***** TEXTO APRESENTADO *****

Na presente semana foram publicadas duas notícias distintas: nos Estados Unidos foi aprovado o medicamento mais caro do mundo: 1,9 milhões por tratamento; numa outra referia-se que, em Portugal, o processo de adoção estaria parado em Lisboa pelo facto da única funcionária da Segurança Social se encontrar de baixa.
A primeira notícia reporta-se a um importante desafio ético futuro. Como poderá ser garantido o acesso universal a este tipo de tratamentos de ponta? O Serviço Nacional de Saúde encontra-se dimensionado para tratamentos de base normalizada, convivendo com uma natural dificuldade com as doenças “exóticas”. Quando estão em causa estes tratamentos de “nova geração”, como foi o caso da Hepatite C, os desafios financeiros são enormes. Uma certeza! As discussões relativamente a este tipo de questões serão mais frequentes e fraturantes.
Nestas condições, as decisões públicas só serão legítimas se existir uma plena transparência dos processos. Os recursos financeiros disponíveis serão cada vez mais escassos, atentas as necessidades crescentes. Para tal, é essencial que o Estado proceda a uma reforma profunda dos seus processos, garantindo a máxima eficiência na aplicação dos fundos públicos e a plena justiça dos processos redistributivos.
Porém, notícias como a referente aos processos de adoção revelam uma realidade diametralmente oposta à que deverá necessariamente ocorrer. Existem funções que não podem deixar de ser prestadas sob pena de descrédito e contestação. Num ambiente de forte concorrência internacional e onde os riscos são cada vez maiores, decorrentes das alterações climáticas, é essencial que a infraestrutura financeira e administrativa do Estado se reforme. Esta alteração deixou de ser uma opção para passar e ser uma inevitabilidade.
A base desta infraestrutura são os mecanismos orçamentais. O modelo português é, ainda hoje, um modelo de caixa, próprio do século XIX, e não um modelo de criação de valor, como terá de ser o modelo do século XXI. Portugal deve, neste campo, proceder a uma reforma profunda, garantindo que todos funcionários públicos sejam premiados por criar valor para a sociedade, como decorrerá de um modelo de contabilidade de acréscimo, e não por meramente gerirem uma tesouraria vetusta.

*****

LISTA DE ATIVIDADES:
**A)** Transcreva o trecho do texto apresentado desde "Porém, notícias como" até "ser uma inevitabilidade.", inclusive.
**B)** Explique em uma a três frases por que motivo, segundo o texto apresentado, é essencial que a infraestrutura financeira e administrativa do Estado se reforme.

***** REGISTOS DE DADOS *****

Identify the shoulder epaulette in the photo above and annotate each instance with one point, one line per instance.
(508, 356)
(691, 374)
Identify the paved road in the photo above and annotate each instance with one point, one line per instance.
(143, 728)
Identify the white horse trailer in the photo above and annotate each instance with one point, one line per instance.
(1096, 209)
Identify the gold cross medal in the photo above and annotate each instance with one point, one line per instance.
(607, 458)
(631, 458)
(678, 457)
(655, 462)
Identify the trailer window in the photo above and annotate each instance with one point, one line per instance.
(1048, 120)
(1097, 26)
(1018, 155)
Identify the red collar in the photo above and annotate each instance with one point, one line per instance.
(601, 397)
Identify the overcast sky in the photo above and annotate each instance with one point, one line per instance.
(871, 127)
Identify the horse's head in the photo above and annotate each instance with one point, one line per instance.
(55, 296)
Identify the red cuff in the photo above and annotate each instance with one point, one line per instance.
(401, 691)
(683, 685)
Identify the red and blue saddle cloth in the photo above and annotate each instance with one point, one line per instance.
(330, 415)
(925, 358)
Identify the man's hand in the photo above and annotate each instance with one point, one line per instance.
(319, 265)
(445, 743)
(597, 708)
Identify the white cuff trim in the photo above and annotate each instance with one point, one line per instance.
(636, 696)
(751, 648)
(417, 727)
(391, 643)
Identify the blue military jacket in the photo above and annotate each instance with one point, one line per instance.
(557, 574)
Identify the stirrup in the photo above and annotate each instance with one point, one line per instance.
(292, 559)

*****

RESULTADOS POR TAREFA:
**A)**
Porém, notícias como a referente aos processos de adoção revelam uma realidade diametralmente oposta à que deverá necessariamente ocorrer. Existem funções que não podem deixar de ser prestadas sob pena de descrédito e contestação. Num ambiente de forte concorrência internacional e onde os riscos são cada vez maiores, decorrentes das alterações climáticas, é essencial que a infraestrutura financeira e administrativa do Estado se reforme. Esta alteração deixou de ser uma opção para passar e ser uma inevitabilidade.

**B)** A reforma é essencial porque o Estado atua num ambiente de forte concorrência internacional. Nesse ambiente, os riscos, decorrentes das alterações climáticas, são cada vez maiores. Por isso, o texto afirma que essa alteração deixou de ser uma opção e passou a ser uma inevitabilidade.